### Data to use

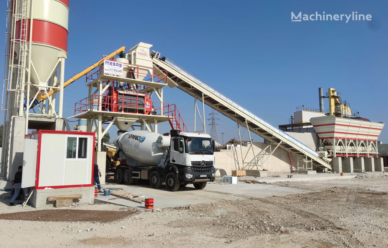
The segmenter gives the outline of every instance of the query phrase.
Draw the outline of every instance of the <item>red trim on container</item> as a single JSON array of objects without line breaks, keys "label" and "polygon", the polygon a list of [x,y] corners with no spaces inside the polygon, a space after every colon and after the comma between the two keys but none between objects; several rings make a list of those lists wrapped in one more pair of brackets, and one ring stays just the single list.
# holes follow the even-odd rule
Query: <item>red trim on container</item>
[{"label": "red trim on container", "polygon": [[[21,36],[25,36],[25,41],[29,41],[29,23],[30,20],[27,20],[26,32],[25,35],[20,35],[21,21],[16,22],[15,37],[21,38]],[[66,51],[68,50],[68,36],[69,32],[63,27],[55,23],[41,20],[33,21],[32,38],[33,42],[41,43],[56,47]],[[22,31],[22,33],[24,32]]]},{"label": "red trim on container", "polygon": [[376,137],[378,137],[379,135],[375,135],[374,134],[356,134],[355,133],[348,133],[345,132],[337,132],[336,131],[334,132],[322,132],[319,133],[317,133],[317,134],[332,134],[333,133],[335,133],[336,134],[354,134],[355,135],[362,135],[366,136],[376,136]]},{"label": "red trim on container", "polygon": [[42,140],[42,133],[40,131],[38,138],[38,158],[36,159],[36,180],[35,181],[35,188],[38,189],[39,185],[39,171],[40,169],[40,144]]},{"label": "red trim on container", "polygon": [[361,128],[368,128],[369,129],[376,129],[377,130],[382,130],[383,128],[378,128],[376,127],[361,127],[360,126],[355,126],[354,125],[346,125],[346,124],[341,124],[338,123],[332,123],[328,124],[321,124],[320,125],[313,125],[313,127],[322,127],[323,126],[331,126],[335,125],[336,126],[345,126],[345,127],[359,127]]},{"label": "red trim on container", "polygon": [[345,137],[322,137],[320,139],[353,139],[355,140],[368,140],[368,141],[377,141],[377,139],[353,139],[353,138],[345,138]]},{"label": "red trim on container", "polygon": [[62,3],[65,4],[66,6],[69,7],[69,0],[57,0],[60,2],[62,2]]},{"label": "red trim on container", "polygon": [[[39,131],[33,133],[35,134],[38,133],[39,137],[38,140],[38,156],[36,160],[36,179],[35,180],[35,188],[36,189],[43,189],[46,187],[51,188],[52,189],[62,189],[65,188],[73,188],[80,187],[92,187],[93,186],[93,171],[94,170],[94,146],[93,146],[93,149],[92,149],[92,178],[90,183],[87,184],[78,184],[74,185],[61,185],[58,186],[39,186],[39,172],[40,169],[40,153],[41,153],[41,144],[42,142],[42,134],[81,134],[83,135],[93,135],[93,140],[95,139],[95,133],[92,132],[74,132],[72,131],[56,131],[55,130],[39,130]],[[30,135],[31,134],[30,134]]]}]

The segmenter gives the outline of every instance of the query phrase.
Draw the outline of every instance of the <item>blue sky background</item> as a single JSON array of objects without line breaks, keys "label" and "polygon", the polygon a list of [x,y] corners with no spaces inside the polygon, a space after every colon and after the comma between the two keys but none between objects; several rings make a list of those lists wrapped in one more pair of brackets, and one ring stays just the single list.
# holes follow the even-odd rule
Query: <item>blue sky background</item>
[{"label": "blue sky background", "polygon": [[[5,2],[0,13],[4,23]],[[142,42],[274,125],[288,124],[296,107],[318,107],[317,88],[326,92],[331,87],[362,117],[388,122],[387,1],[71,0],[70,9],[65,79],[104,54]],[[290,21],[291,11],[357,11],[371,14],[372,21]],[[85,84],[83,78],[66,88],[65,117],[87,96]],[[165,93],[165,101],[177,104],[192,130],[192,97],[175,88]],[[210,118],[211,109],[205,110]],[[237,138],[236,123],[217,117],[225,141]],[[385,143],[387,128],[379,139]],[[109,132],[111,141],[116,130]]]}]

######

**To be done**
Write out every line of the entries above word for word, leaving out the pictures.

**Expected answer**
The segmenter gives the outline of every instance of the query phrase.
Draw the outline of every instance of the <item>red trim on container</item> as a single JSON array of objects without line breaks, keys "label" and "polygon", the polygon a list of [x,y] corners with no spaces inside the polygon, a space after every colon and after the comma between the two keys but none between objects; several rings make a list of those lists wrapped in one more pair of brackets, and one ring stays just the single list.
# holes follow the even-odd rule
Query: <item>red trim on container</item>
[{"label": "red trim on container", "polygon": [[[21,36],[25,36],[25,41],[29,41],[29,23],[30,20],[27,20],[26,32],[25,35],[20,35],[21,21],[16,22],[15,37],[21,38]],[[66,51],[68,50],[68,36],[69,32],[63,27],[55,23],[41,20],[33,21],[32,38],[33,42],[41,43],[56,47]],[[22,31],[22,33],[24,32]]]},{"label": "red trim on container", "polygon": [[376,137],[378,137],[379,135],[375,135],[374,134],[356,134],[355,133],[348,133],[345,132],[337,132],[336,131],[334,132],[322,132],[319,133],[317,133],[317,134],[332,134],[333,133],[335,133],[336,134],[354,134],[355,135],[362,135],[366,136],[376,136]]},{"label": "red trim on container", "polygon": [[42,140],[42,133],[40,131],[38,138],[38,158],[36,159],[36,180],[35,181],[35,188],[38,189],[39,185],[39,171],[40,169],[40,144]]},{"label": "red trim on container", "polygon": [[361,128],[368,128],[369,129],[376,129],[377,130],[382,130],[383,128],[378,128],[376,127],[361,127],[360,126],[355,126],[354,125],[346,125],[346,124],[341,124],[338,123],[332,123],[328,124],[321,124],[320,125],[313,125],[313,127],[322,127],[323,126],[331,126],[335,125],[336,126],[345,126],[345,127],[359,127]]},{"label": "red trim on container", "polygon": [[345,137],[322,137],[320,139],[353,139],[355,140],[368,140],[368,141],[377,141],[377,139],[353,139],[353,138],[345,138]]},{"label": "red trim on container", "polygon": [[62,3],[65,4],[66,6],[69,7],[69,0],[57,0],[60,2],[62,2]]},{"label": "red trim on container", "polygon": [[[39,131],[33,133],[35,134],[38,133],[39,137],[38,140],[38,156],[36,160],[36,179],[35,180],[35,188],[36,189],[43,189],[46,187],[51,188],[52,189],[62,189],[65,188],[73,188],[80,187],[92,187],[93,186],[93,171],[94,170],[94,146],[93,146],[93,149],[92,149],[92,178],[90,183],[87,184],[78,184],[74,185],[61,185],[58,186],[39,186],[39,172],[40,169],[40,153],[41,153],[41,144],[42,142],[42,134],[81,134],[83,135],[93,135],[93,140],[95,139],[95,133],[92,132],[74,132],[72,131],[56,131],[55,130],[39,130]],[[30,135],[31,134],[30,134]]]}]

The segmenter gives the outline of every instance of the query phrase.
Draw the outline of every instance of the <item>blue sky background</item> as a single JSON array of objects without line breaks, keys "label" and "polygon", the polygon a list of [x,y] corners with no spaces inside the polygon, a space after every colon and after the comma between the two keys but none between objects; several rings make a list of those lists wrapped in one more pair of brackets, and one ring stays just the single list.
# holes follow the even-odd rule
Query: <item>blue sky background</item>
[{"label": "blue sky background", "polygon": [[[5,2],[0,13],[4,23]],[[142,42],[274,125],[288,124],[296,107],[318,107],[317,88],[326,92],[331,87],[362,117],[388,122],[387,1],[71,0],[70,9],[65,79],[104,54]],[[290,21],[291,11],[357,11],[371,14],[372,21]],[[85,84],[83,78],[66,88],[65,117],[87,96]],[[165,93],[165,101],[177,104],[192,130],[192,97],[175,88]],[[210,118],[211,109],[205,110]],[[237,138],[236,123],[217,117],[225,141]],[[385,143],[387,128],[379,139]],[[109,132],[111,141],[116,130]]]}]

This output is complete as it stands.